**Work to complete**
Drop the images, then output the listing exactly.

**Supplied material**
============
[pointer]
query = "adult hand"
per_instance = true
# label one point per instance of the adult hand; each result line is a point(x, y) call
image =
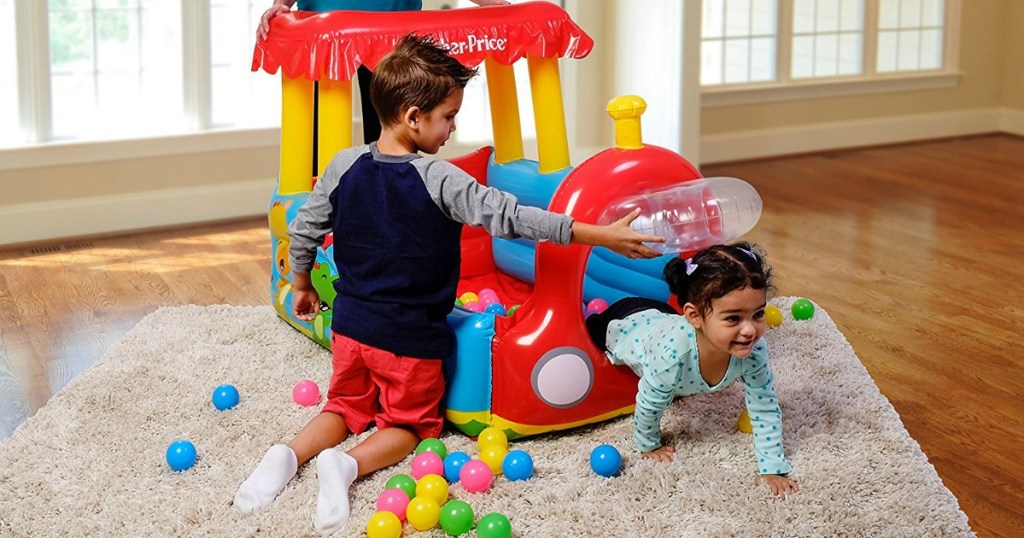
point(264, 22)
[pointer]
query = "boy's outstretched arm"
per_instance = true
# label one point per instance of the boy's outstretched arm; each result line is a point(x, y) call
point(617, 237)
point(305, 301)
============
**Task result**
[pointer]
query = "adult hand"
per_instance = true
# label one point per instance of the adult hand; each result line is a point(x, y) call
image =
point(264, 22)
[pointer]
query = "boy's outstretched arm"
per_instance = true
# label one point per instance of the boy's outstretched arm; each result line is a point(x, y) call
point(617, 237)
point(305, 301)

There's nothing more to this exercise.